* **STORED DATA**

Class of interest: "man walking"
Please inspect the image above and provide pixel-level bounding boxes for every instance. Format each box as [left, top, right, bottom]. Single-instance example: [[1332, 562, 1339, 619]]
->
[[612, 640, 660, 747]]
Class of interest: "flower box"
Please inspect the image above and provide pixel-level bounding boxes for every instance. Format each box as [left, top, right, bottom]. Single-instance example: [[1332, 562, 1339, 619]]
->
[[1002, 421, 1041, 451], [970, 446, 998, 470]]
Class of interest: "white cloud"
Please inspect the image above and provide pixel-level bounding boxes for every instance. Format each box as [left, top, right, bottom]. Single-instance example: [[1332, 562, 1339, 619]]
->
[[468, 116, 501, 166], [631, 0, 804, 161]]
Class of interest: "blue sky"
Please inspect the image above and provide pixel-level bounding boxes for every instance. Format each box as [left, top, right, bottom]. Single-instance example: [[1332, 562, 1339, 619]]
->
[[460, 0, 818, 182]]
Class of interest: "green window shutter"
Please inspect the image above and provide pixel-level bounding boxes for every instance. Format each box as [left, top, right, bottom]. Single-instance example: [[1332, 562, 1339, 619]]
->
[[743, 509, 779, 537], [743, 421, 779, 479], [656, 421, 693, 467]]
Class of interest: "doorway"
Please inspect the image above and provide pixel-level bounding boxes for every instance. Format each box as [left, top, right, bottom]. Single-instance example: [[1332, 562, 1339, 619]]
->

* **GOAL OF THE EXERCISE**
Count the lines in the material above that contain the string "Class", with capitalization counting, and give only the number.

* **FINAL RESULT**
6